►
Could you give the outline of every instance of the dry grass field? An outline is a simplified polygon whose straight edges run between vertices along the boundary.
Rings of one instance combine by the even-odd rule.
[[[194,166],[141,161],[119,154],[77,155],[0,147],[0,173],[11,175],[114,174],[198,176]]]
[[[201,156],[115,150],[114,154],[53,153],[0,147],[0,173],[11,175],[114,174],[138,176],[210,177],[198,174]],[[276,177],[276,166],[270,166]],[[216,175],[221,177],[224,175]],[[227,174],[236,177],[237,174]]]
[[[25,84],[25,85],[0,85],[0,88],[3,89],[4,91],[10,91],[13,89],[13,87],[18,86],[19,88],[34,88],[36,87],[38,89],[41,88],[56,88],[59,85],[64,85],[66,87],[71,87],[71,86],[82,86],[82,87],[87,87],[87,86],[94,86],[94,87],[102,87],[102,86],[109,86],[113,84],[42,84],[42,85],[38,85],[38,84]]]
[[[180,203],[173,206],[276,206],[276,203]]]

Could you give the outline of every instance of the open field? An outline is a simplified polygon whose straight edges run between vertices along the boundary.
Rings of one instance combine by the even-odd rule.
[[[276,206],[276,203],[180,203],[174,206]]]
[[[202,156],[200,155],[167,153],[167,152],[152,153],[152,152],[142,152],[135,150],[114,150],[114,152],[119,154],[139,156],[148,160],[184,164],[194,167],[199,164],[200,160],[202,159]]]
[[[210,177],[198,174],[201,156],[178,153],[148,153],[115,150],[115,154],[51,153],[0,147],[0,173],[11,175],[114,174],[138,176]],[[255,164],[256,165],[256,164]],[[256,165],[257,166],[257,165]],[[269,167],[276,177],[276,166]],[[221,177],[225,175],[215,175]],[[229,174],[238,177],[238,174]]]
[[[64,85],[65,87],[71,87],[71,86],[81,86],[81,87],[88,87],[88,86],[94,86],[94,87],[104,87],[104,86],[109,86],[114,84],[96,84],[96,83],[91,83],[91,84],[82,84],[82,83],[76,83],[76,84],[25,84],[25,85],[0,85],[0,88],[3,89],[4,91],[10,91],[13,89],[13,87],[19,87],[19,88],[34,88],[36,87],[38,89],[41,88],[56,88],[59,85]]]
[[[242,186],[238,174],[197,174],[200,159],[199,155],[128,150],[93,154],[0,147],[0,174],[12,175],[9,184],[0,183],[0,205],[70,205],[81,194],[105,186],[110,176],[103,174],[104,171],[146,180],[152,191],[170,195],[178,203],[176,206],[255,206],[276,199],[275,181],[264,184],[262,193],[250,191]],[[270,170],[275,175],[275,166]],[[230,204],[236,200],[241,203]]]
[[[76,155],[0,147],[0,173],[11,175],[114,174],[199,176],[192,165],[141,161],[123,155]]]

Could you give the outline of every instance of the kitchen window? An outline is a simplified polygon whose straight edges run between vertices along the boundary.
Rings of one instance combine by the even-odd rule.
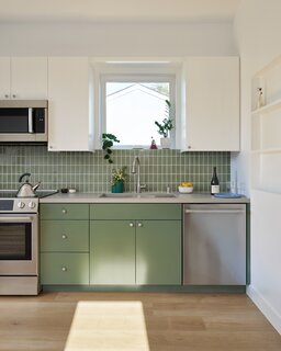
◄
■ **TO DO**: Rewrite the lines above with "instance" swapped for "item" everywhere, changing nothing else, and leave out the pictures.

■ **EXERCISE OUTPUT**:
Could you give the outline of every item of the dry grass field? An outline is a simplified polygon whose straight edges run between vertices along the boundary.
Rings of one item combine by the even-odd rule.
[[[194,166],[141,161],[119,154],[77,155],[0,147],[0,173],[11,175],[114,174],[198,176]]]
[[[201,156],[115,150],[114,154],[53,153],[0,147],[0,173],[11,175],[114,174],[138,176],[210,177],[198,174]],[[276,177],[276,166],[270,166]],[[216,175],[221,177],[224,175]],[[227,174],[236,177],[237,174]]]
[[[25,84],[25,85],[0,85],[0,88],[3,89],[4,91],[10,91],[13,89],[13,87],[18,86],[19,88],[34,88],[36,87],[38,89],[41,88],[56,88],[59,85],[64,85],[66,87],[71,87],[71,86],[82,86],[82,87],[87,87],[87,86],[94,86],[94,87],[102,87],[102,86],[109,86],[113,84],[42,84],[42,85],[38,85],[38,84]]]
[[[180,203],[173,206],[276,206],[276,203]]]

Could you give the outline of every item of the open field? An outline is a simplified polygon whose straight edges run between vertices along the boundary.
Rings of one item combine by the even-odd rule.
[[[276,206],[276,203],[180,203],[174,206]]]
[[[202,156],[200,155],[167,153],[167,152],[152,153],[152,152],[142,152],[135,150],[114,150],[114,152],[119,154],[139,156],[148,160],[184,164],[194,167],[199,164],[200,160],[202,159]]]
[[[210,177],[198,174],[201,156],[178,153],[148,153],[115,150],[115,154],[51,153],[0,147],[0,173],[11,175],[114,174],[138,176]],[[255,164],[256,165],[256,164]],[[256,165],[257,166],[257,165]],[[269,167],[276,177],[276,166]],[[221,177],[225,175],[215,175]],[[229,174],[238,177],[238,174]]]
[[[64,85],[65,87],[71,87],[71,86],[81,86],[81,87],[88,87],[88,86],[94,86],[94,87],[104,87],[104,86],[109,86],[114,84],[96,84],[96,83],[91,83],[91,84],[82,84],[82,83],[76,83],[76,84],[25,84],[25,85],[0,85],[0,88],[3,89],[4,91],[10,91],[13,89],[13,87],[19,87],[19,88],[34,88],[36,87],[38,89],[41,88],[56,88],[59,85]]]
[[[242,186],[238,174],[197,174],[200,159],[199,155],[128,150],[93,154],[0,147],[0,174],[12,175],[9,184],[0,183],[0,205],[70,205],[81,194],[105,186],[110,176],[103,174],[104,171],[146,180],[152,191],[170,195],[178,203],[176,206],[255,206],[276,199],[275,181],[264,184],[262,193],[250,191]],[[270,170],[275,175],[275,166]],[[230,204],[236,200],[241,203]]]
[[[76,155],[0,147],[0,173],[11,175],[114,174],[199,176],[192,165],[141,161],[123,155]]]

Could you give the outline of every item of the kitchen window? An outline is a simplified polygon whose straight edges run between vertices along the boundary.
Rings of one item combine by the even-odd rule.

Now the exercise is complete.